→ Record extracts
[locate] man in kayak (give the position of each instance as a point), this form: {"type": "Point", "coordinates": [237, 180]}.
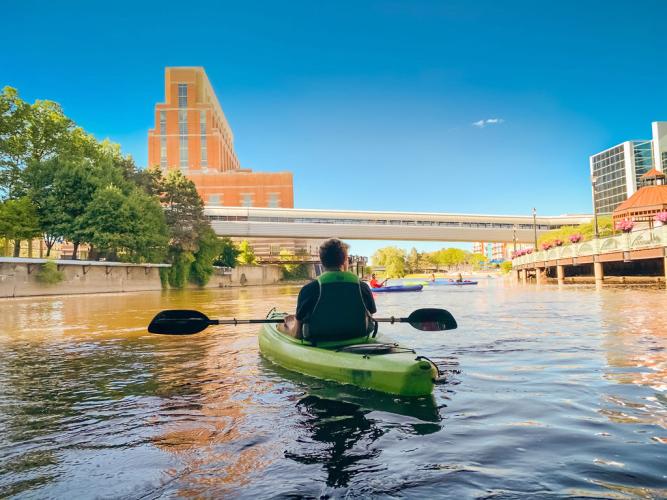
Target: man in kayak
{"type": "Point", "coordinates": [374, 283]}
{"type": "Point", "coordinates": [342, 311]}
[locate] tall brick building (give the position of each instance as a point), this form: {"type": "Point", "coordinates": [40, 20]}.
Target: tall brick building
{"type": "Point", "coordinates": [192, 134]}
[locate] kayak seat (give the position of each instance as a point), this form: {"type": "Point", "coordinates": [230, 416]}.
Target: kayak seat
{"type": "Point", "coordinates": [374, 349]}
{"type": "Point", "coordinates": [340, 313]}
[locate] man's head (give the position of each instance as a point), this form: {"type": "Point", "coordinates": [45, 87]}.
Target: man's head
{"type": "Point", "coordinates": [333, 254]}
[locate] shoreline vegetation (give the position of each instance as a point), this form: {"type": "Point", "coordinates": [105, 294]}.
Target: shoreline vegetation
{"type": "Point", "coordinates": [60, 184]}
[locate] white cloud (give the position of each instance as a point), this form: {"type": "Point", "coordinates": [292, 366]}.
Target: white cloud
{"type": "Point", "coordinates": [488, 121]}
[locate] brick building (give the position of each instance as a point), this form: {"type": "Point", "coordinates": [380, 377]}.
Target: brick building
{"type": "Point", "coordinates": [192, 134]}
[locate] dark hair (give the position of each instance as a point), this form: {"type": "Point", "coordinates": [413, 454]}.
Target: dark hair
{"type": "Point", "coordinates": [333, 253]}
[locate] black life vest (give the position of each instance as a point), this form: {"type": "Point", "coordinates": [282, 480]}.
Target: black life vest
{"type": "Point", "coordinates": [340, 313]}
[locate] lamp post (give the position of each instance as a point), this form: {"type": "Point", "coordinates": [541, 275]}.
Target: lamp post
{"type": "Point", "coordinates": [594, 179]}
{"type": "Point", "coordinates": [535, 226]}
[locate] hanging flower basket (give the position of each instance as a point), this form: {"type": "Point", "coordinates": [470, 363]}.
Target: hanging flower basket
{"type": "Point", "coordinates": [625, 225]}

→ Exercise
Lay out the stretch from the line containing "[locate] man's head" through the end of the records as a two-column CSV headed text and answer, with one row for each record. Put each record's text and its answer in one quoted field apiece, turning any line breaks into spaces.

→ Task answer
text,answer
"[locate] man's head (give the position of each instance as a point), this form: {""type"": ""Point"", ""coordinates"": [45, 87]}. Target: man's head","{""type"": ""Point"", ""coordinates"": [333, 254]}"
"[locate] shoreline vegetation (give the position of each instance as a point), this form: {""type"": ""Point"", ""coordinates"": [105, 294]}. Target: shoreline vegetation","{""type"": ""Point"", ""coordinates"": [60, 184]}"
"[locate] white cloud (give the position of each instance as a point), this form: {""type"": ""Point"", ""coordinates"": [292, 366]}. Target: white cloud","{""type"": ""Point"", ""coordinates"": [488, 121]}"
"[locate] brick building (give the position of each instance as a point), this form: {""type"": ""Point"", ""coordinates"": [380, 377]}. Target: brick building","{""type"": ""Point"", ""coordinates"": [192, 134]}"
"[locate] dark hair (give the position of each instance as a point), this form: {""type"": ""Point"", ""coordinates"": [413, 454]}. Target: dark hair","{""type"": ""Point"", ""coordinates"": [333, 253]}"
"[locate] black life vest (give the position of each instance as a point), this form: {""type"": ""Point"", ""coordinates"": [282, 480]}. Target: black life vest","{""type"": ""Point"", ""coordinates"": [340, 313]}"
"[locate] lamp post (give the position of each instance as a point), this form: {""type"": ""Point"", ""coordinates"": [541, 275]}. Target: lamp post","{""type"": ""Point"", ""coordinates"": [594, 179]} {""type"": ""Point"", ""coordinates"": [535, 226]}"
"[locate] hanging flower basket (give the position of each instance as a point), this form: {""type"": ""Point"", ""coordinates"": [470, 363]}. Target: hanging flower basket","{""type"": ""Point"", ""coordinates"": [625, 225]}"